**Text excerpt:**
— START —
Recently, I have been studying about algorithm complexity, and as I like to share and write about things that I am learning, I have decided to talk about this subject to help others by sharing what I learned so far.
How to measure Algorithm Complexity
First of all, lets talk about what counts when we are performing the time complexity measurement of an algorithm. And to do that, we need to understand what Asymptotic complexity stands for.
But remember, we can't measure the time complexity of a program, just an algorithm, and algorithms always end at some point.
Asymptotic complexity
If we compare the absolute time of executation of two algorithms, we would be comparing subjective values, since they are specific to particular hardware and context. For example, even if we run both algorithms on the same computer each program would have to run without sharing CPU with other programs or operating system service and even the order in which we run the programs can affect the result, due to the thermal characteristics of the CPU or the mere oscillation of the ambient temperature.
So, we need to compare their running time mathematically, here where the term Asymptotic complexity comes in, considering that the time complexity of an algorithm summarizes how the execution time of algorithm grows with the input size.
This growth is calculate based on how many steps (for example, how many times it enters in a for loop) an algorithm need to do ir order the solve a problem given an n number of elements to be counted.
But we cannot considerer just one value of n to measure a complexity of an algorithnm, because as we know, a program can be very efficient for big values but not the best choice for small values and the other way around.
Worst and Best Case
Since its almost impossible to consider all cases, we choose the worst and best scenario of an input to calculate the complexity of certain algorithm.
Worst case runtime means that you are feeding the worst possible input (of that size) into your algorithm. Best case runtime means that you are feeding the best possible input into your algorithm, which is the fastest scenario
Big O Notation
In short way, the big O notation is way to classify how scalable our algorithm is. This helps us determine how our algorithm will behave in the WORST case or how long it will take to complete based on its input values.
To get the final equation, there are some rules we need to follow, first is to drop constant values (such as variable declaration and other expressions that just happen once while your algorithm is running regardless of input size) and non-dominate terms (i will explain in the next section) since this one has minimal effect on the growth curve of time complexity when the input size are very large.
Being the horizontal line the growth of time complexity and the vertical line the input size, note that the equations that have exponential degree are the worst ones, because as the number of input size grow, the time complexity is more then duplicated and constants would have almost no effect on the growth of this curve.
— END —
**Raw data:**
— START —
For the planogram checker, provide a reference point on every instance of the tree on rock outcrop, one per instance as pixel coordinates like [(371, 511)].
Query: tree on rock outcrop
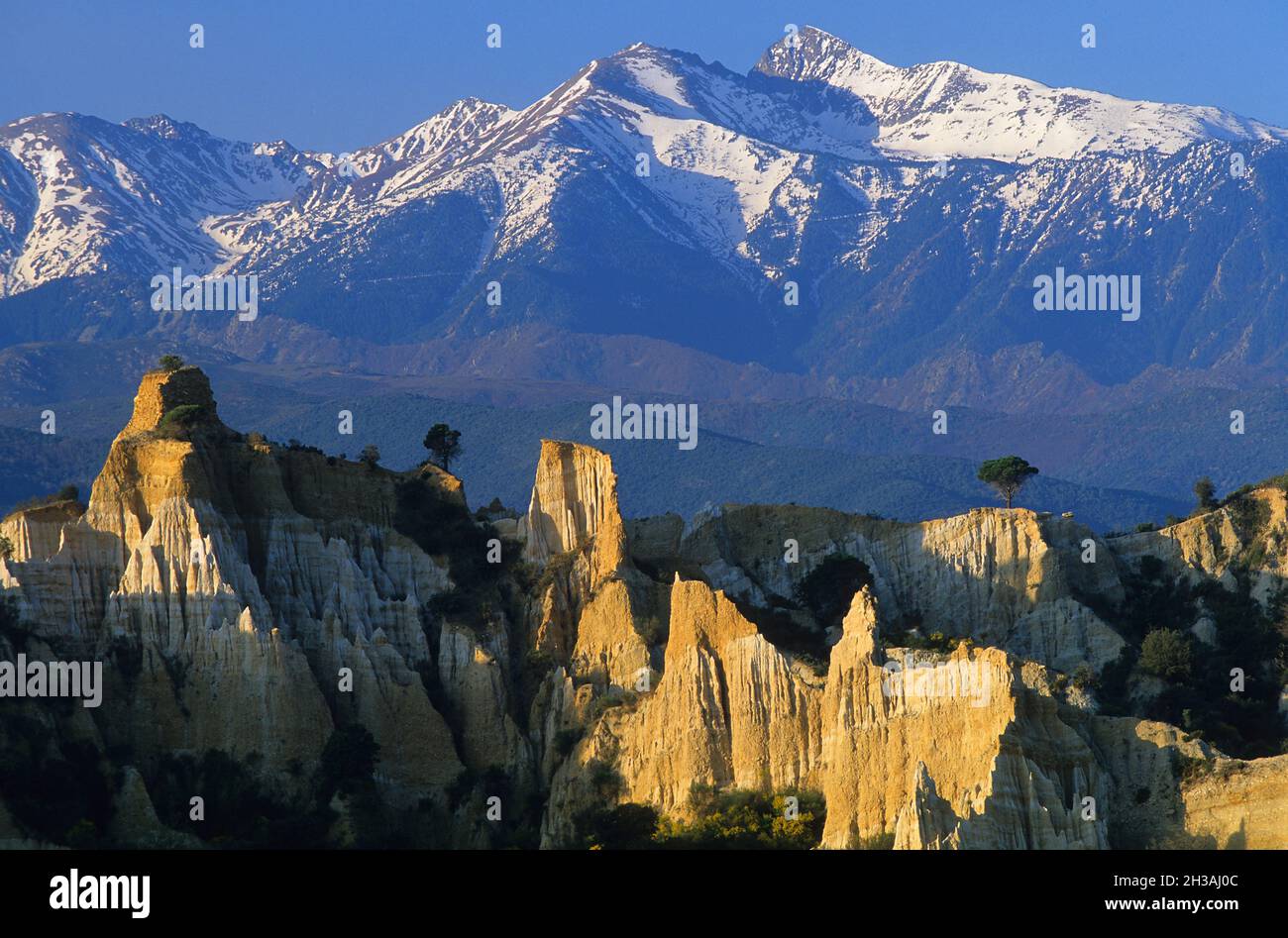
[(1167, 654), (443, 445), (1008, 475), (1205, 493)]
— END —
— START —
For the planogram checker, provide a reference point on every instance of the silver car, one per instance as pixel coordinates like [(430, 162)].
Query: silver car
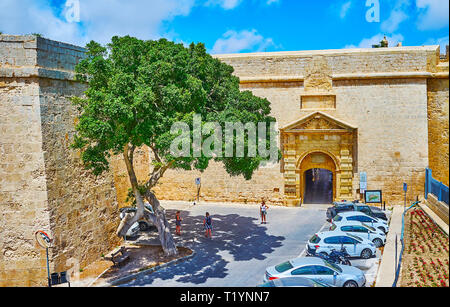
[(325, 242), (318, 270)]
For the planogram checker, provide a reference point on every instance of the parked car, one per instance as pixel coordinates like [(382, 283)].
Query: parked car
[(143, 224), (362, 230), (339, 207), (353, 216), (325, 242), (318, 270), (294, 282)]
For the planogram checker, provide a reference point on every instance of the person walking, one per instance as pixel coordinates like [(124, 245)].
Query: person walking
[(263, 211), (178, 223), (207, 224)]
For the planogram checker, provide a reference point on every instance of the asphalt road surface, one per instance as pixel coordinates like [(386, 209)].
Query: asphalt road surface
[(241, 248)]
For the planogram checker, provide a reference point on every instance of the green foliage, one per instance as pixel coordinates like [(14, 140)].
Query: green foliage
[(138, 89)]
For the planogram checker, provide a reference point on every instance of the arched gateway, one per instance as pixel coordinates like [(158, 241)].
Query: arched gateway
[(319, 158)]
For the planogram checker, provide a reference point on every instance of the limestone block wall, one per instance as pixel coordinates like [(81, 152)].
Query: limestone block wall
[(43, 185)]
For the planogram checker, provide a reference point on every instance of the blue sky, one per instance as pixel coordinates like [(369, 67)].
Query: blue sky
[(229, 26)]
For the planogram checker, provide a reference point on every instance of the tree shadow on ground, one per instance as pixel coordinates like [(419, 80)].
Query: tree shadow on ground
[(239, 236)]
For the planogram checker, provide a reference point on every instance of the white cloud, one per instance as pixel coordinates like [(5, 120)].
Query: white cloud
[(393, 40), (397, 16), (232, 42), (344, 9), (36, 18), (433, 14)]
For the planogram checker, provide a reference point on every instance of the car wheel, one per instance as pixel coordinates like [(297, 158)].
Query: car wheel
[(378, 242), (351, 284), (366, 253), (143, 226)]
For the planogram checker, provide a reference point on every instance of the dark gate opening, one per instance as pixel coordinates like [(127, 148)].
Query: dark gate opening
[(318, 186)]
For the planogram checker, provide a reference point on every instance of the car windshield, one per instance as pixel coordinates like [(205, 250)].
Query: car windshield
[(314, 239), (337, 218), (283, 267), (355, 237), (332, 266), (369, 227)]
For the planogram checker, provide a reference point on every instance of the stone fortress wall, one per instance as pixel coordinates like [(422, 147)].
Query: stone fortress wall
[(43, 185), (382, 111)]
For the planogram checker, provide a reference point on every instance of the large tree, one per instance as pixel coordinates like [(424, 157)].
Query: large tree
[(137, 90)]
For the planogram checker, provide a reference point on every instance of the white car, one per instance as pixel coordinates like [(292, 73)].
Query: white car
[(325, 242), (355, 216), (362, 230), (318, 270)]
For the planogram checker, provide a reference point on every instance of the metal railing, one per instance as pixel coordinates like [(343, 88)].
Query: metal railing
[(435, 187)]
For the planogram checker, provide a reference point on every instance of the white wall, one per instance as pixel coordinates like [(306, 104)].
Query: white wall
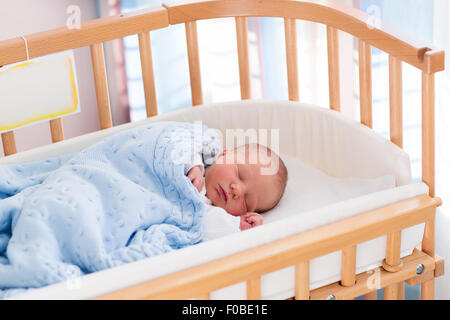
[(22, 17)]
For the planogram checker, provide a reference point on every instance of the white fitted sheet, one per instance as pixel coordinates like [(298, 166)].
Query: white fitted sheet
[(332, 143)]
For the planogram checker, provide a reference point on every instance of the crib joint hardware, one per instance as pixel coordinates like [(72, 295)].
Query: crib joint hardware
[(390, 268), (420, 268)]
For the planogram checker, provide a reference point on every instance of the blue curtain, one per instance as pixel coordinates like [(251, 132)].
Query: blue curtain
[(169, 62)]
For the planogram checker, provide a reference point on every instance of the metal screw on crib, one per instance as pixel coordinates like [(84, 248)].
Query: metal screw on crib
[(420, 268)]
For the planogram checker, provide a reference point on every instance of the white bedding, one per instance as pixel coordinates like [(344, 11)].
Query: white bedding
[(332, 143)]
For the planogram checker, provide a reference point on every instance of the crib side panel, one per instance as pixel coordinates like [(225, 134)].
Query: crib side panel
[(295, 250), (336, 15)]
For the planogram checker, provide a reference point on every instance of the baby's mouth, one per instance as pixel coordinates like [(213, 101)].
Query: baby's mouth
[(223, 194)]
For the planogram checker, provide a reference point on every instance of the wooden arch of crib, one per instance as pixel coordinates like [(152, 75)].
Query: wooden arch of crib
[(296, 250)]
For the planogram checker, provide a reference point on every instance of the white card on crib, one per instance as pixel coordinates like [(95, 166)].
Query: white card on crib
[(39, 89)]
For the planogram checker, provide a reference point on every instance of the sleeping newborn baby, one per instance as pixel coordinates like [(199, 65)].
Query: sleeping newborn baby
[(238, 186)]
— END —
**Written instruction 1:** Copy out the lines of the records between the line holding "like [(306, 104)]." and the line holding "[(295, 250), (336, 15)]", inclusive, and leave the pictures out.
**Written instruction 2:** Please continue the algorithm complexity text from where it stops.

**Written response 1:**
For the planogram checker, provide a reference point on every instance of the white wall, one per instance as pixel coordinates like [(306, 104)].
Query: white wall
[(22, 17)]
For the planogram checker, provide a reference point on every instance of the white fitted sheet, one per instance as pixel coordinates like [(298, 166)].
Query: white fitted sheet
[(332, 143)]
For the planogram checker, provide a reference point on every instance of the crib joint hardware, one per instance as pixel coordinates like [(72, 295)].
Query: crib joint hardware
[(390, 268), (420, 268)]
For the planogram checker, provide a reference point on every instance of the blue curtain, one per instance as pixel coordinates like [(251, 132)].
Query: blue curtain
[(169, 62)]
For the planogram checker, provide a reference point on every instance of the metal screw on crib, one per instance as pixel coordinates like [(84, 248)].
Query: metal screw on crib
[(420, 268)]
For the planogram checker, provide a reference point on every instance of the white bedding, one per instance as pixel coordinates like [(344, 11)].
Query: white bedding
[(332, 143)]
For the planogram checker, provide a reference point on every instance of the crib side panel, one per instance as pixel coordinates like [(225, 134)].
Query: crib side panel
[(295, 250), (336, 15)]

**Written response 2:**
Pratice
After all the theoretical explanation, let's dive into it and get our hands dirty.
Let's considerer the following algorithm, which print all possible pairs given a certain array, the order matters and a element cannot be a pair with it self.
void printPossiblePairs(int data[], int len){
int cont, cont2;
for(cont = 0; cont < len; cont++){
for(cont2 = 0; cont2 < len; cont2++){
if(cont != cont2){
printf("%d - %d\n", data[cont], data[cont2]);
}
}
}
}
This algorithm´s worst and best scenario are equal.
Checking step by step, we need to conclude how many times each step would repeat based on input size that we will call N - in this case the input size consists on the array length. So let's analyze the algorithm shown earlier:
First line, will execute only once
void printPossiblePairs(int data[], int len){
int cont, cont2; // (1)
This line will execute (n + 1) times, in other words, will execute one time for every element on the array + one (when it checks that the loop is end)
for(cont = 0; cont < len; cont++){ // N + 1
This line will execute (n + 1)(n + 1) times
Because it will run N + 1 times every time the outermost "for" executes (that is N + 1 as well)
for(cont2 = 0; cont2 < len; cont2++){ // (N + 1)(N + 1)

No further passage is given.